== Article

Etienne Dubuis https://www.letemps.ch
L’OMBRE DES GANGS NIGERIANS S’ETEND EN EUROPE

Une nouvelle vague de prostituées africaines s’accompagne de l’apparition de femmes proxénètes liées à de mystérieuses organisations criminelles. La police fédérale étudie le phénomène avec attention

De nouvelles figures attirent, depuis un peu plus d’un an, l’attention de la police à Lausanne: des Nigérianes d’âge mûr, régulièrement surprises en train de «tourner» autour de compatriotes beaucoup plus jeunes s’adonnant à la prostitution. «Leur comportement est douteux mais nous n’avons pas de quoi ouvrir des enquêtes sur elles, confie Arnold Poot, répondant presse de la police cantonale vaudoise. Nous nous contentons d’être attentifs à leurs opérations.» Attentifs pour le cas où ces femmes seraient des «mamas» (ou «madames»), à savoir, en français courant, des proxénètes.

Le nombre de prostituées nigérianes a rapidement augmenté dans la capitale vaudoise, pour se porter, selon la police, à 20 ou 30 et se poser en sérieuses concurrentes de leurs collègues camerounaises jusqu’alors majoritaires parmi les Africaines. Et ce pourrait bien n’être qu’un début en ces temps de grandes migrations du continent noir vers l’Europe. Les Nigérians ont formé le plus gros contingent d’immigrés cette année sur les côtes méditerranéennes de l’Italie, avec quelque 38 000 arrivées. Et parmi eux, les femmes, souvent mineures, sont de plus en plus nombreuses: 1500 en 2014, elles ont été 5633 en 2015 et quelque 3600 lors du seul premier semestre 2016.

====
== Données fournies

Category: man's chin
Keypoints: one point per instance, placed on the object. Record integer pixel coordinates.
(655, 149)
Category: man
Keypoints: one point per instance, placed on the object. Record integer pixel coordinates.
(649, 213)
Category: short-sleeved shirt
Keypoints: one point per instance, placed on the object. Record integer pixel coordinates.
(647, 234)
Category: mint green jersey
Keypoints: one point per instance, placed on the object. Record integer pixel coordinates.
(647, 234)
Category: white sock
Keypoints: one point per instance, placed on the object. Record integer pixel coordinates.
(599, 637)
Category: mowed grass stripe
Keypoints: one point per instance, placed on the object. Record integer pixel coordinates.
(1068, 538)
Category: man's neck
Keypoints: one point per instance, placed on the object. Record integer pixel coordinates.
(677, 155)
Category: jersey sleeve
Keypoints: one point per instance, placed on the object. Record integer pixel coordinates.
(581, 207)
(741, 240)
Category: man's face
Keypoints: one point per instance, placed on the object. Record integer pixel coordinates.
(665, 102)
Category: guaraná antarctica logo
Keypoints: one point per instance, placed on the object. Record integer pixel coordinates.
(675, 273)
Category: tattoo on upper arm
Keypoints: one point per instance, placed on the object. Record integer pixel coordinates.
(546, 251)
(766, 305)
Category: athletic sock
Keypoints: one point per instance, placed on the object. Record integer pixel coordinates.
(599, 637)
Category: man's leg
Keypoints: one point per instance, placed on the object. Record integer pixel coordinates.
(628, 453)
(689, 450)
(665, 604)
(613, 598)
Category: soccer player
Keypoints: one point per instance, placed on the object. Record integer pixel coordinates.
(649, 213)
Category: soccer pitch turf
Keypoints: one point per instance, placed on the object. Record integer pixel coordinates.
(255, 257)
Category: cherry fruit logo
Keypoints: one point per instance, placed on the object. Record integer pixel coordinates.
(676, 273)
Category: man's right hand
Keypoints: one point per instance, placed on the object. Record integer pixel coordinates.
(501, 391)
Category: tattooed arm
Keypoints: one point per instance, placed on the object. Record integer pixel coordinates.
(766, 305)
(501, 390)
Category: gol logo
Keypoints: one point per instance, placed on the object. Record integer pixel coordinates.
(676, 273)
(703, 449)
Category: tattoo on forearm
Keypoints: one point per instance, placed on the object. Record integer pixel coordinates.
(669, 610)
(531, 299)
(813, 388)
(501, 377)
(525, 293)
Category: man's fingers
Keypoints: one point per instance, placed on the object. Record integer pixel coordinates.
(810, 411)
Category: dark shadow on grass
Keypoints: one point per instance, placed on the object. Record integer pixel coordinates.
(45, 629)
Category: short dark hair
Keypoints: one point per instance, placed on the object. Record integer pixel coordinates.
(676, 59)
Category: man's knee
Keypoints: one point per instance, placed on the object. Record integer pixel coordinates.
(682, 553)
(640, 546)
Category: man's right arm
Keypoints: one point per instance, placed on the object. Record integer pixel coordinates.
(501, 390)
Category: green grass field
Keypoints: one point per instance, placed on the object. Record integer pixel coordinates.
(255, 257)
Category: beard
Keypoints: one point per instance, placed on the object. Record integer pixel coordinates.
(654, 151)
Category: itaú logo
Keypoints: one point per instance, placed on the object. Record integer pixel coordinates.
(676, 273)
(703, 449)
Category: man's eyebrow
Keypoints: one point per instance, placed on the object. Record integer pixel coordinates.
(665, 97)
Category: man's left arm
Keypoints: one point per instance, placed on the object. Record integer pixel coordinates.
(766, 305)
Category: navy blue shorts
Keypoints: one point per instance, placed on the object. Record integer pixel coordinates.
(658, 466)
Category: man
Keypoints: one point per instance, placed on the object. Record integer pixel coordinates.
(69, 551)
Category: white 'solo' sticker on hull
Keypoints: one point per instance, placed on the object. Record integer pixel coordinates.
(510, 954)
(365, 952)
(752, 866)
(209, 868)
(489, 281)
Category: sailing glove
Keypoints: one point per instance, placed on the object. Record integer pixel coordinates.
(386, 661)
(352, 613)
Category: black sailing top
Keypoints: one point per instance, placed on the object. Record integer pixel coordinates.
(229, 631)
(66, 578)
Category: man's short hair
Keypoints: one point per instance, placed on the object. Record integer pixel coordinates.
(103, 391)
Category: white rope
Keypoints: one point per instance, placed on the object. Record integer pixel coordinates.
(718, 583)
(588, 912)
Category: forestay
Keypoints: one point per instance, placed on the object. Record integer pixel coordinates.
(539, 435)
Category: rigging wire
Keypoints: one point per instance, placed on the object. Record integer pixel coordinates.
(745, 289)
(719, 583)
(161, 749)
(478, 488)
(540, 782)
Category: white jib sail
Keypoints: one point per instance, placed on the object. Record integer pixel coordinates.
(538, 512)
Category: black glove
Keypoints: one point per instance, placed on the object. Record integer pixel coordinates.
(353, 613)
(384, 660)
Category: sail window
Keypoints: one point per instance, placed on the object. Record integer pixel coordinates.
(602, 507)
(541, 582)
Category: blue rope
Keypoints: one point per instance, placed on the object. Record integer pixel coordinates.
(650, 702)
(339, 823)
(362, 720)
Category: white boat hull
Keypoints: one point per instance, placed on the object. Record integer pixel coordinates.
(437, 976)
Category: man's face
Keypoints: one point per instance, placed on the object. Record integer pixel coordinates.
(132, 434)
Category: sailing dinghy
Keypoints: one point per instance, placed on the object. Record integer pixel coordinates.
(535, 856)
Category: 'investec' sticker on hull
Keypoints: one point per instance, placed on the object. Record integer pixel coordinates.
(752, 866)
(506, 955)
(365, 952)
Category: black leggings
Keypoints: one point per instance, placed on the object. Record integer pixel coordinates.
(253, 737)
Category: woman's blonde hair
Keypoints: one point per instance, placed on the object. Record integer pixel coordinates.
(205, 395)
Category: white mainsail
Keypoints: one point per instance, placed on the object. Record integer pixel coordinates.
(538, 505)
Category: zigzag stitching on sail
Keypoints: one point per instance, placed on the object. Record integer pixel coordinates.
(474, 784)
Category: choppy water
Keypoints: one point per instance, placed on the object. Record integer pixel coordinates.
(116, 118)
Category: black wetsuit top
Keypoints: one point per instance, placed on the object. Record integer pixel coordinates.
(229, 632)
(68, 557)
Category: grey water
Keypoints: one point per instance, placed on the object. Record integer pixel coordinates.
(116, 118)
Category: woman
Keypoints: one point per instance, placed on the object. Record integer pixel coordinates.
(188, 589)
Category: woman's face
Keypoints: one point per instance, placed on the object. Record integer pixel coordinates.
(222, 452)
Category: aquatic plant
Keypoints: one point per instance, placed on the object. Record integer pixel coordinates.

====

#### [Exercice écrit 1]
Répondez à ces questions sur l'article consacré aux gangs nigérians en Europe :
(a) Quelle fonction occupe Arnold Poot ?
(b) Combien de prostituées nigérianes la police dénombre-t-elle à Lausanne ?
(c) Combien de femmes comptait-on parmi les Nigérians arrivés sur les côtes italiennes en 2015 ?
#### [Exercice écrit 2]
Reprenez l'article sur les gangs nigérians en Europe à la suite de sa dernière phrase.
Cette liste n'a aucun rôle dans ce qui est demandé.

#### [Réponse 1]
(a) Il est répondant presse de la police cantonale vaudoise.
(b) Elle en dénombre 20 ou 30.
(c) On en comptait 5633.

#### [Réponse 2]
Des bribes de confidences

Etrange population. La quasi-totalité de ces Nigérianes proviennent du même endroit, l’Etat d’Edo, une région qui ne représente pourtant que 2% de la population du pays. Et la plupart disparaissent mystérieusement des centres d’accueil où l’Italie tente de regrouper les cohortes d’immigrés qui débarquent sur ses rives. Elles sont bien interrogées à leur arrivée par la police, mais elles se montrent alors particulièrement peu loquaces. Comme si elles s’adressaient au diable.

A force d’enquêter, policiers, chercheurs et journalistes ont tout de même fini par arracher des bribes de confidences. Des aveux qui racontent tous la même histoire. Une enfance misérable dans l’une des régions les moins développées du Nigeria. Une famille incapable de subvenir aux besoins d’une marmaille trop nombreuse. Puis une «gentille dame» ou un «ami» du père qui débarque à l’improviste et propose à l’une des grandes filles un emploi de baby-sitter ou de serveuse en Europe. Le rêve.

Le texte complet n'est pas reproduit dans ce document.